§ Challenge
Rewrite the lines below as a numbered list with no blank lines, starting at the line that contains "Challenge: the cream" and ending after the line that contains "10, 89, 44]]". Include only those lines.

§ Lines on finding named things
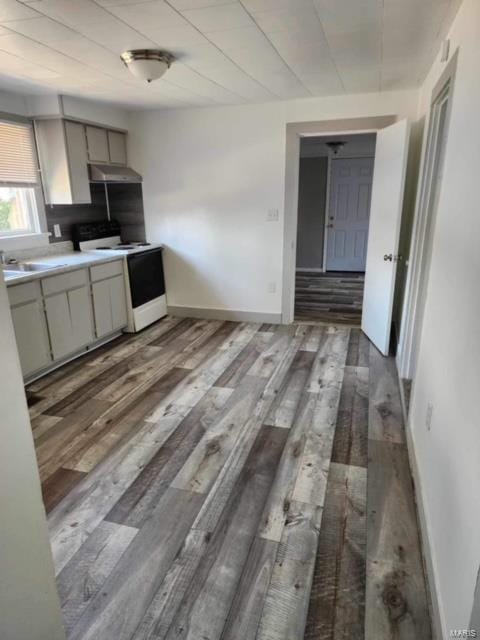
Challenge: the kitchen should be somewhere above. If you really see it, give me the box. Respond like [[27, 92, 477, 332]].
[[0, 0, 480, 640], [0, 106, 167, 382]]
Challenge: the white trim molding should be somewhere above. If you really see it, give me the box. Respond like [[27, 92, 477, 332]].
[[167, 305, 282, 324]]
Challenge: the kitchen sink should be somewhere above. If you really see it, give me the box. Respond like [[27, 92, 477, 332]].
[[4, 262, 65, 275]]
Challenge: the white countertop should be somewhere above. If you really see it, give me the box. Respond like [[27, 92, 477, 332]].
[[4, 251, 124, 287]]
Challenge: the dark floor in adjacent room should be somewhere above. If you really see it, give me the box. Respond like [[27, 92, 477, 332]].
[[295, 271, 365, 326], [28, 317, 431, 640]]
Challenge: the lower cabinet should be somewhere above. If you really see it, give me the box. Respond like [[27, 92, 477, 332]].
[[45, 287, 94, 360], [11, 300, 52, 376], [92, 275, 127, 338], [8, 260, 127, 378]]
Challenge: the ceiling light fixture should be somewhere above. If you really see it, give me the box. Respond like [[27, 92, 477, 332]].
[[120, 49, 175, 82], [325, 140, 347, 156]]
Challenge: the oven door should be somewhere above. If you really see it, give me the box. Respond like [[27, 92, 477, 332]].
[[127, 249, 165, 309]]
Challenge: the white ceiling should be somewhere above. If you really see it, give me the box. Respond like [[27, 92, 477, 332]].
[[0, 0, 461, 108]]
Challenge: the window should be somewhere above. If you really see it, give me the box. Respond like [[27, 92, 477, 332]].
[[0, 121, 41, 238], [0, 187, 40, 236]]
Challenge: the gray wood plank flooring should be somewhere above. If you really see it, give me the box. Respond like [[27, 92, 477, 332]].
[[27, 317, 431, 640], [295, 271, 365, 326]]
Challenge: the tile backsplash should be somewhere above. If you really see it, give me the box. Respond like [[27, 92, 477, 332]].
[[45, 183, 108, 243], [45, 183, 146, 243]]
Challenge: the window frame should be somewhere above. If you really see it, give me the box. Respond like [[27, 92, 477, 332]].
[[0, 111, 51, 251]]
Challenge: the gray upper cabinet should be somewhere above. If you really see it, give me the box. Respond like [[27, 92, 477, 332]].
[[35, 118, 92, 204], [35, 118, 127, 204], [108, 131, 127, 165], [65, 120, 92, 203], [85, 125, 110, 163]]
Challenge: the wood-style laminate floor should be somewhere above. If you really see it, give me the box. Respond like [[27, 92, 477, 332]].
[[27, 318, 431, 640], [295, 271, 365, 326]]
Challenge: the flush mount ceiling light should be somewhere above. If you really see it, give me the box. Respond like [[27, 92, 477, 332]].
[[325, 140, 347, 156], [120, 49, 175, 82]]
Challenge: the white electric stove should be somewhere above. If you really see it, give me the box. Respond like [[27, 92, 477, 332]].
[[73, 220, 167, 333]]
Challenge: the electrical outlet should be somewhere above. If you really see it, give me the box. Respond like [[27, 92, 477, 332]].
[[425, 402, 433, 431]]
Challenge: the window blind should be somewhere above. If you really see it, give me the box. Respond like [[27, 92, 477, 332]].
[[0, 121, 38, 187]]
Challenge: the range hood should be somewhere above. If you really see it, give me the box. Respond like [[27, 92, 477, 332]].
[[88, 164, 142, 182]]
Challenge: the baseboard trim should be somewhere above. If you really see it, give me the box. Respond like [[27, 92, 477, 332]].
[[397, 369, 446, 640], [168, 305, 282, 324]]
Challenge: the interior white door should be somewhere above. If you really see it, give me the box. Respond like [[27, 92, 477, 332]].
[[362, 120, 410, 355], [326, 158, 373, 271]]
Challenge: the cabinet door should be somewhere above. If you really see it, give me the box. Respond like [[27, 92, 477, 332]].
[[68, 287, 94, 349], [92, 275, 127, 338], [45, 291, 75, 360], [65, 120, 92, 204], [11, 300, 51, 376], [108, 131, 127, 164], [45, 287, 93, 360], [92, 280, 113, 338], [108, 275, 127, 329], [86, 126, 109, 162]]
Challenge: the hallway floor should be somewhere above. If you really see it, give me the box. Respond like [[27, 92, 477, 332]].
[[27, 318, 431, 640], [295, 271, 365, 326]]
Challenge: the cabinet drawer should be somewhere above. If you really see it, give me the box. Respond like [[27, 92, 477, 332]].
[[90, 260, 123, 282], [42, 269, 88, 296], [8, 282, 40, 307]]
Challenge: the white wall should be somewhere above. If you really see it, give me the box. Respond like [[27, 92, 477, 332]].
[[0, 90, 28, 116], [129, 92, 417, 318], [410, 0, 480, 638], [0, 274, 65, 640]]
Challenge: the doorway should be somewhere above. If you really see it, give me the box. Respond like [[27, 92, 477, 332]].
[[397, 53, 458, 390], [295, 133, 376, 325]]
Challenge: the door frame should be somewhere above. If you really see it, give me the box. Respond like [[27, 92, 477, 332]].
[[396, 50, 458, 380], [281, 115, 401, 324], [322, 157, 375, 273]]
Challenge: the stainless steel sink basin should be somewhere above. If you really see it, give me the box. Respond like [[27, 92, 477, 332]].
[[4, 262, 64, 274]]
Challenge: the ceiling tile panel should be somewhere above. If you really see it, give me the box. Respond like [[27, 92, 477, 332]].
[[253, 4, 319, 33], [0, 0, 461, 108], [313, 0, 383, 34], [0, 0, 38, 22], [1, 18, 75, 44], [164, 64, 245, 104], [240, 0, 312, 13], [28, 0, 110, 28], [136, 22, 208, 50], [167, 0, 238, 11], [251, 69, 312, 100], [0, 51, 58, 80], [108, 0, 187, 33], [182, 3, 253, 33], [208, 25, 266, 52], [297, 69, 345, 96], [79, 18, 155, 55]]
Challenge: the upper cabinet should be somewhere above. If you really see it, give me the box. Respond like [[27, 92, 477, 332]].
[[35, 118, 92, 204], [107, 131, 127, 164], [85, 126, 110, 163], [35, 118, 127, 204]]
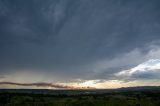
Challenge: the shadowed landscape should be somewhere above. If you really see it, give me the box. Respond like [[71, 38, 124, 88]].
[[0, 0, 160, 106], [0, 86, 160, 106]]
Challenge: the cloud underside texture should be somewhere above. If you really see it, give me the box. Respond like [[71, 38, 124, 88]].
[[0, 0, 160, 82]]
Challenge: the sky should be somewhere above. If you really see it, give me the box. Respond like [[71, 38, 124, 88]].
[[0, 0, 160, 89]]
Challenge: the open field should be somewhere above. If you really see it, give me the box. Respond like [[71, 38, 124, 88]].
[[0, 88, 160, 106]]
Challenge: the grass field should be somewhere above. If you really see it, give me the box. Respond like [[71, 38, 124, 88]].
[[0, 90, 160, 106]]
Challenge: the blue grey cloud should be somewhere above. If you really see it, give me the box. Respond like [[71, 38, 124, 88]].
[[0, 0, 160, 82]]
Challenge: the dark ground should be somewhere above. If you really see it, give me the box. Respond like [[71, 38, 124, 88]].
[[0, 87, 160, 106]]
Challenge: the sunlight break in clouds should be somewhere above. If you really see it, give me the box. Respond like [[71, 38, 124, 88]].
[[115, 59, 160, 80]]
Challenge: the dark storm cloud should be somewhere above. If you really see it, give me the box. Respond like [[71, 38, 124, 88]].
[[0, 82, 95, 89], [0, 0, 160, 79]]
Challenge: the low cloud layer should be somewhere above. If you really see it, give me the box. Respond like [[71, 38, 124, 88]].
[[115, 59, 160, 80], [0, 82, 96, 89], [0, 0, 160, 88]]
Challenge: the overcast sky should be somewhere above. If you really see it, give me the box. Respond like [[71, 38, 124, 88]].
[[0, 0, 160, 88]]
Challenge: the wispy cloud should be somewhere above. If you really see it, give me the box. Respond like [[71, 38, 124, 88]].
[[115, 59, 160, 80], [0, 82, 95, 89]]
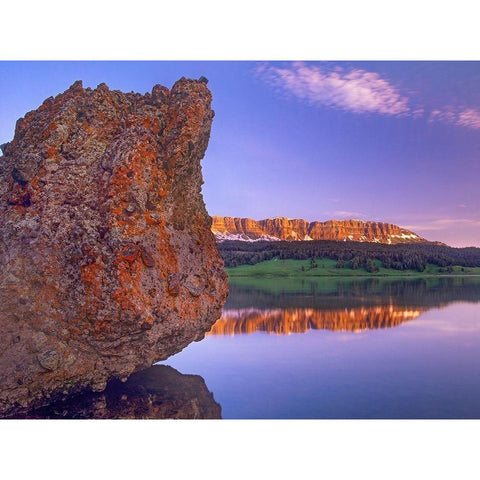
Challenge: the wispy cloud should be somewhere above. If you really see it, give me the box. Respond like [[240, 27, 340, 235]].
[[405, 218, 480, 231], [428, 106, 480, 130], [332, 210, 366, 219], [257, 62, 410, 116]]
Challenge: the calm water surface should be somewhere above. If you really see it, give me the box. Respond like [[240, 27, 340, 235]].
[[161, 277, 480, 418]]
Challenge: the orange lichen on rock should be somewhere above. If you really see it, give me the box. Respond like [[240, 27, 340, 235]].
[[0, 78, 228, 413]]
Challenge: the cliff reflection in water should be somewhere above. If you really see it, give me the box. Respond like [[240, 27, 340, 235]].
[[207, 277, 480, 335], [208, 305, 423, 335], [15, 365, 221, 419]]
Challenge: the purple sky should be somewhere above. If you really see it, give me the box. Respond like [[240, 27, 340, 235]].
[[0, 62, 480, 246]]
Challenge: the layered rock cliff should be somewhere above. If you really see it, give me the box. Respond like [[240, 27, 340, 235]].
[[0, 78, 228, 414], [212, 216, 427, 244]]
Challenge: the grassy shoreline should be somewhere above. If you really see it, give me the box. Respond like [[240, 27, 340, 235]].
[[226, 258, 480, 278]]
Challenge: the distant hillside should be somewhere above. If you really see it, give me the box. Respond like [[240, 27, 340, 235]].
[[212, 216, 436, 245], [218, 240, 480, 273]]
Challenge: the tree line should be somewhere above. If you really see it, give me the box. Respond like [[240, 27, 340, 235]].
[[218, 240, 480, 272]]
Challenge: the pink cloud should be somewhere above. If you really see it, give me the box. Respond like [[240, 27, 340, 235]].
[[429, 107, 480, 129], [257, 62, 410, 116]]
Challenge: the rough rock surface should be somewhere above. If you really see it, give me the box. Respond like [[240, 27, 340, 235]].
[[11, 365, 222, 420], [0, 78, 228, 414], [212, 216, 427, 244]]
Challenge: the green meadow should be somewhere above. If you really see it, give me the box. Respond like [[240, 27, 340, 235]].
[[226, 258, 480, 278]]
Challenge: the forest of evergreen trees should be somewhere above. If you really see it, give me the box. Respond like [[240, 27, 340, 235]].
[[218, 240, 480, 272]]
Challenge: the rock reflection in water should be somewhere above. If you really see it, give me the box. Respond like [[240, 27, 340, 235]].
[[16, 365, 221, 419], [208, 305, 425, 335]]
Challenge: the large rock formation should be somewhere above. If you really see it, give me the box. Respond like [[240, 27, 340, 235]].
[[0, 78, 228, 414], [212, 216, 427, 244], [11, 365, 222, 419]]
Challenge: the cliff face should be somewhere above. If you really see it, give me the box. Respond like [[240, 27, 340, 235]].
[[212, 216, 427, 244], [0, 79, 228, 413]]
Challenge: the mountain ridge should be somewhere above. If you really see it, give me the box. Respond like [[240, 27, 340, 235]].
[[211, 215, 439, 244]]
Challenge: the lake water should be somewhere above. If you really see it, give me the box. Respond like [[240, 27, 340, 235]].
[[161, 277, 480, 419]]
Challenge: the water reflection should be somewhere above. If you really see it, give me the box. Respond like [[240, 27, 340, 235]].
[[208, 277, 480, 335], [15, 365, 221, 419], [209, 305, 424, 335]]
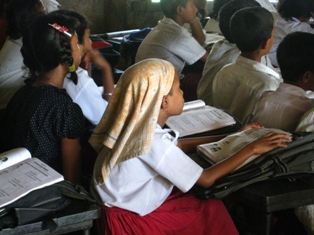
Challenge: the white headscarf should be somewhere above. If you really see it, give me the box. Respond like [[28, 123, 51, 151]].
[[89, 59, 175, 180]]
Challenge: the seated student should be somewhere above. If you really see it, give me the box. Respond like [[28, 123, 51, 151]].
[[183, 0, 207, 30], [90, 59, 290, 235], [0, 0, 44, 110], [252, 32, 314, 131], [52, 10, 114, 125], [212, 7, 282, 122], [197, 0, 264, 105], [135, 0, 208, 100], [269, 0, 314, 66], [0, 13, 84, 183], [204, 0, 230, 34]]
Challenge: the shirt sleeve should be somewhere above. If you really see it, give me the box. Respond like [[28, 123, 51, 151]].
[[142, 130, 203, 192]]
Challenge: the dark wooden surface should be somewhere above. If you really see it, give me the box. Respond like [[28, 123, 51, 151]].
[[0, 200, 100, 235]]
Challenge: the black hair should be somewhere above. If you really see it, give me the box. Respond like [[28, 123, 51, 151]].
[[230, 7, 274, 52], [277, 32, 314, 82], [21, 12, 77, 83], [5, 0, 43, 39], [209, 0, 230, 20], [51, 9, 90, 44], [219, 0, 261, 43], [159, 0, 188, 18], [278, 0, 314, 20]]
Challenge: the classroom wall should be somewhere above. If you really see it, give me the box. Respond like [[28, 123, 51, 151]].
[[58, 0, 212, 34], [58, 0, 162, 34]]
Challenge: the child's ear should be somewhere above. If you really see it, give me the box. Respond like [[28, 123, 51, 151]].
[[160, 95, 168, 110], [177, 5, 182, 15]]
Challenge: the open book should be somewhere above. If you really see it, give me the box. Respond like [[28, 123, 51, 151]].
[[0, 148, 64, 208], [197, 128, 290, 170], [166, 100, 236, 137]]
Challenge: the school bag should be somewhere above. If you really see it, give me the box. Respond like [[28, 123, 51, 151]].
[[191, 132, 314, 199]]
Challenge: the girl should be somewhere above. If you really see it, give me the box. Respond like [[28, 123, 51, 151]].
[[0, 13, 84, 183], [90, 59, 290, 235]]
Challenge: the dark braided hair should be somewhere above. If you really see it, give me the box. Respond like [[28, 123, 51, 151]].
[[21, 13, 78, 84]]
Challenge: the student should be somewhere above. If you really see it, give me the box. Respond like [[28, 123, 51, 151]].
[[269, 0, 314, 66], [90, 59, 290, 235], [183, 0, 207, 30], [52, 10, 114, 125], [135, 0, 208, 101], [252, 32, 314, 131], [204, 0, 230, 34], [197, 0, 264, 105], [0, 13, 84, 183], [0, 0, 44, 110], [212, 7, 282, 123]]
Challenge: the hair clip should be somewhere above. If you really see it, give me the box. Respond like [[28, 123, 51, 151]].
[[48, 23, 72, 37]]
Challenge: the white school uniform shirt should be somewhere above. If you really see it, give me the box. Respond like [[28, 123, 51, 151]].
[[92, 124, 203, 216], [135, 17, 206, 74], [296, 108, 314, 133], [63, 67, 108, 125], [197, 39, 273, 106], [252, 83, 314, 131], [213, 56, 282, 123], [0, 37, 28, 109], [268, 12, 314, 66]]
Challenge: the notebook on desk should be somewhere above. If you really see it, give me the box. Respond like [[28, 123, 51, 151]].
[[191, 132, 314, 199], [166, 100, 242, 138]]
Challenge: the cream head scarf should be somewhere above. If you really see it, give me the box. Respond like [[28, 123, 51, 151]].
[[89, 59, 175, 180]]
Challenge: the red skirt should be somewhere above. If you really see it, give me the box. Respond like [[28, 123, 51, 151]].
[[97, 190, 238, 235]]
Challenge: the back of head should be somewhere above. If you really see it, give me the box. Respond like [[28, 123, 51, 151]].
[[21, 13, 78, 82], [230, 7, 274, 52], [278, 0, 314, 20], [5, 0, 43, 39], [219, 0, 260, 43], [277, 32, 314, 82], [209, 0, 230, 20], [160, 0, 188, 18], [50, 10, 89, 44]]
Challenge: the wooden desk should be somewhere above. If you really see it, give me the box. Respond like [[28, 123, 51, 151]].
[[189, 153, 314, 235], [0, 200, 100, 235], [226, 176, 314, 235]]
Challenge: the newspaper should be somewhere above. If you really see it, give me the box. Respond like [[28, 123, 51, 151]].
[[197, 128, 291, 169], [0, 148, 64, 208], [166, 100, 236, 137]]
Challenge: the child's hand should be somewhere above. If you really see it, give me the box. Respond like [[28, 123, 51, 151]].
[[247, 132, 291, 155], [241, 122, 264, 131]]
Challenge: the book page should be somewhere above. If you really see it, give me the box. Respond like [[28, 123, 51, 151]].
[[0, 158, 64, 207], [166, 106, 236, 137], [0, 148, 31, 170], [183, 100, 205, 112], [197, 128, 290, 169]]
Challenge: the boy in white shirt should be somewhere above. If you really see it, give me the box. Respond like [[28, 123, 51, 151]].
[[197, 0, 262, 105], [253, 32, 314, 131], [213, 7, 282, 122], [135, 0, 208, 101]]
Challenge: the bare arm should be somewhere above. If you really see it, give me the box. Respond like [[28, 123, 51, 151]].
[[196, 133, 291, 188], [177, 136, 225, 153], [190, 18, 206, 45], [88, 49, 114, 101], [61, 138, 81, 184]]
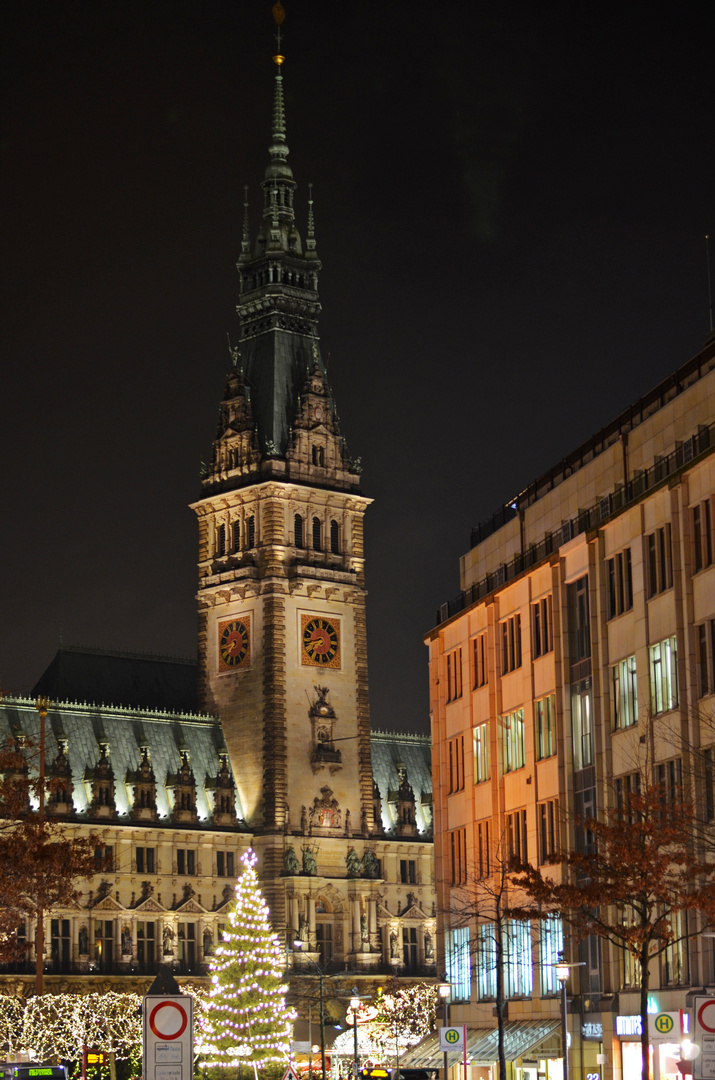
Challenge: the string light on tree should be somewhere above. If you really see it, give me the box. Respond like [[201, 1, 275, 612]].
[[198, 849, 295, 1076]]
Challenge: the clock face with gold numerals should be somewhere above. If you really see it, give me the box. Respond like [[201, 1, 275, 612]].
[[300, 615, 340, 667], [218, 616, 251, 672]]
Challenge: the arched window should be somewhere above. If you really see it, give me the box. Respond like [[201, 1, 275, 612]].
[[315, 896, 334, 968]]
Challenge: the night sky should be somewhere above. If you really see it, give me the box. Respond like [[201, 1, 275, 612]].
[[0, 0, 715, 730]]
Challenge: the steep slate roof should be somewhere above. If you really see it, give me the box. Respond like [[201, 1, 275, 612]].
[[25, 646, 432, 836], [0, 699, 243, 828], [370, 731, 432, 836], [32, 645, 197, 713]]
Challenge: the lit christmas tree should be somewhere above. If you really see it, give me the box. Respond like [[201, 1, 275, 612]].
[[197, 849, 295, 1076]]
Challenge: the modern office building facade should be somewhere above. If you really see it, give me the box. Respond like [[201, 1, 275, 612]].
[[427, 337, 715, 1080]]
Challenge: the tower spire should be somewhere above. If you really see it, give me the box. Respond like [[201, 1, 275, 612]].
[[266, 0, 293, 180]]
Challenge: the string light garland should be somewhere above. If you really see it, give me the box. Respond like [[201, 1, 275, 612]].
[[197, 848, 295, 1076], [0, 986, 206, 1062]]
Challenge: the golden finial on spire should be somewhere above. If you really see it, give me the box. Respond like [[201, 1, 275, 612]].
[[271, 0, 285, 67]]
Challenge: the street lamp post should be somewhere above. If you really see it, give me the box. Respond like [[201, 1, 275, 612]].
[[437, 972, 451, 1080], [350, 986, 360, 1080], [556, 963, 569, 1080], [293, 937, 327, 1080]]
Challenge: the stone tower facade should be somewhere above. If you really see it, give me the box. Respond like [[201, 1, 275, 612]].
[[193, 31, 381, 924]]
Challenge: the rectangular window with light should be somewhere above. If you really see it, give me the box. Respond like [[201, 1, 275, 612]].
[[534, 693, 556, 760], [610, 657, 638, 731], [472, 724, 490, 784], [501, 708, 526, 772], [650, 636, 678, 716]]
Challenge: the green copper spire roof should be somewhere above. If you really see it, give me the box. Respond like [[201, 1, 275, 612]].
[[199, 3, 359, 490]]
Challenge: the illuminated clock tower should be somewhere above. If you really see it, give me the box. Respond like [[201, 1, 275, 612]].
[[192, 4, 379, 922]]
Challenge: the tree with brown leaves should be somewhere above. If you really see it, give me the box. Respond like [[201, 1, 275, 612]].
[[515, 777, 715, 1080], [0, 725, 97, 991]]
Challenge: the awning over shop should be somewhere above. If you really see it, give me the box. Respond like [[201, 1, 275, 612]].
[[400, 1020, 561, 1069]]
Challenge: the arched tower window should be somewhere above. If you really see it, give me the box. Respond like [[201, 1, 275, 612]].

§ Output
1. Challenge: the cream head scarf should be somewhere above. If you really see it, give me the box. Respond like [[28, 123, 51, 151]].
2. [[89, 59, 175, 180]]
3. Challenge: the red skirt should be somewhere above. If you really see it, give me the box. Respond like [[28, 123, 51, 151]].
4. [[97, 190, 238, 235]]
5. Challenge: the back of head should be somewhere above. If you really see it, give me the box. Respond like [[28, 123, 51, 151]].
6. [[21, 13, 78, 82], [230, 7, 274, 52], [278, 0, 314, 20], [5, 0, 43, 39], [219, 0, 260, 43], [277, 32, 314, 82], [209, 0, 230, 20], [160, 0, 188, 18], [50, 10, 89, 44]]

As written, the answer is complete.